EXERCISE DETAILS – Copy the stretch from the line containing "of the rocky" through the line containing "534], [1367, 156]]", swapping "photograph" for "image" and keeping everything else the same. Leave the pictures out.

MATERIAL FOR THIS TASK –
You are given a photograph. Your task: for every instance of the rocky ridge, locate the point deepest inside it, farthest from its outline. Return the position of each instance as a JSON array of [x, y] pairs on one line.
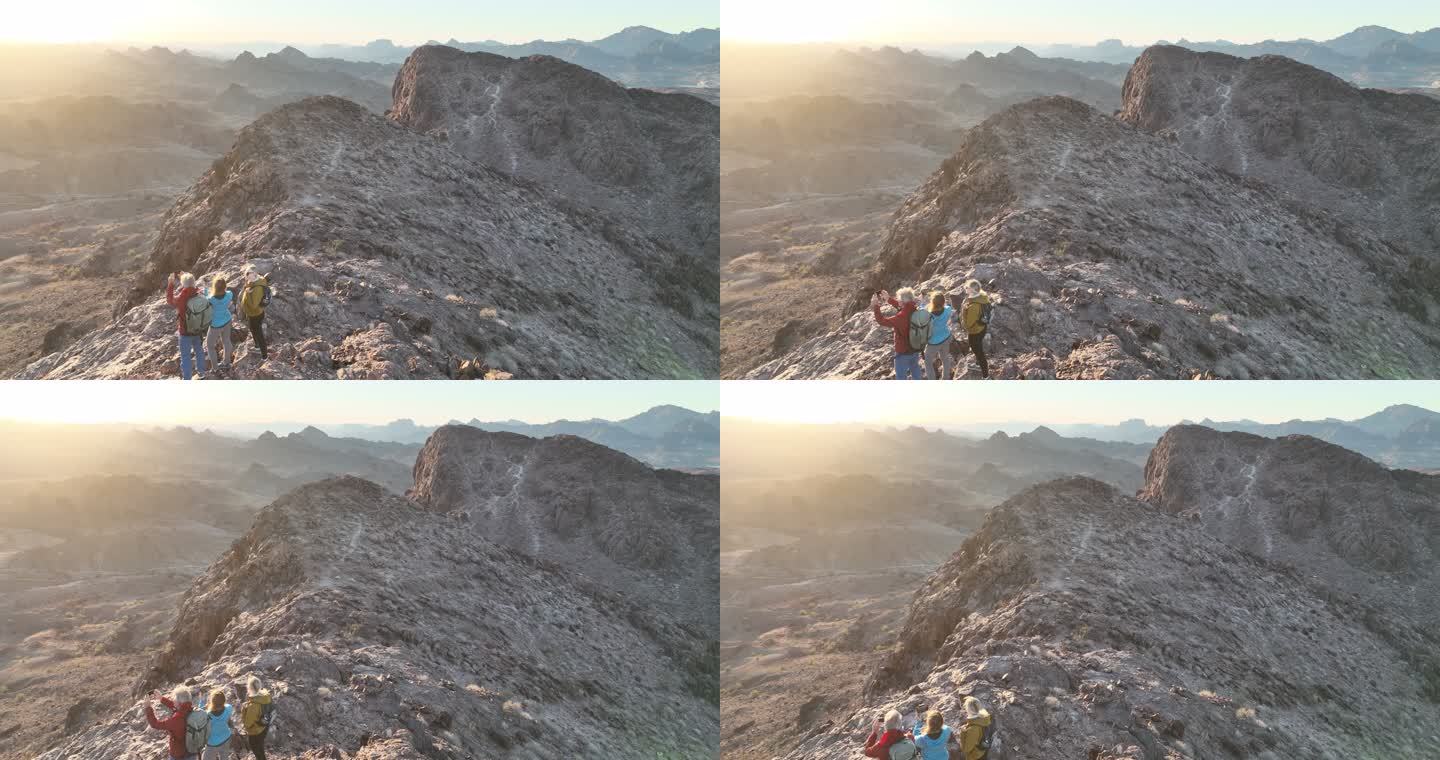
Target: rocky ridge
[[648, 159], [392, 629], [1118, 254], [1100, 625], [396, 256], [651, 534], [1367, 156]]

...

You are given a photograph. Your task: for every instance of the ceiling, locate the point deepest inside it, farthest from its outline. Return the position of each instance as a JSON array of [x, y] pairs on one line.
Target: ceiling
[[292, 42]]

---

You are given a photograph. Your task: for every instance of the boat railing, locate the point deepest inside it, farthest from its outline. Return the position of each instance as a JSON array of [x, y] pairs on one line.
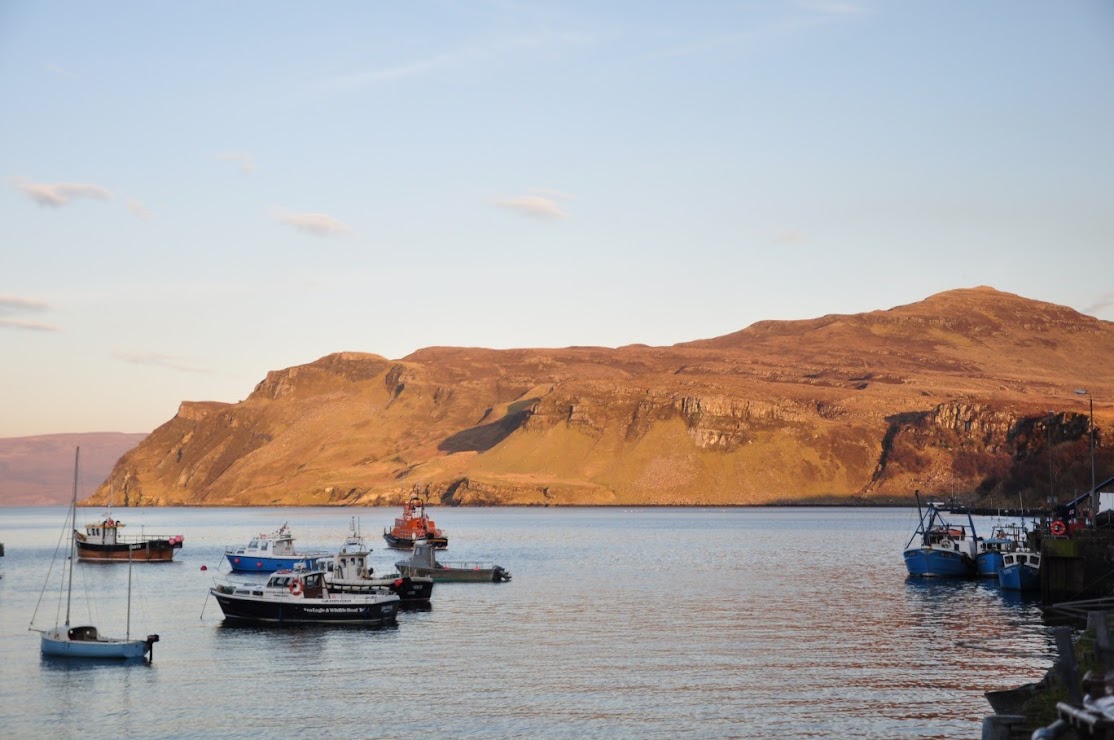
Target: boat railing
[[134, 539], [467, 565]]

FINAL RESULT –
You are given a image. Your task: for every instance of the rocky ridge, locate the point deepest inside it, farthest from its outline. Return the position of each instance as a JSON array of [x, y] pairs on one line.
Target: rocky ridge
[[648, 159], [392, 629], [1118, 254], [1100, 625], [396, 256], [651, 534], [1367, 156]]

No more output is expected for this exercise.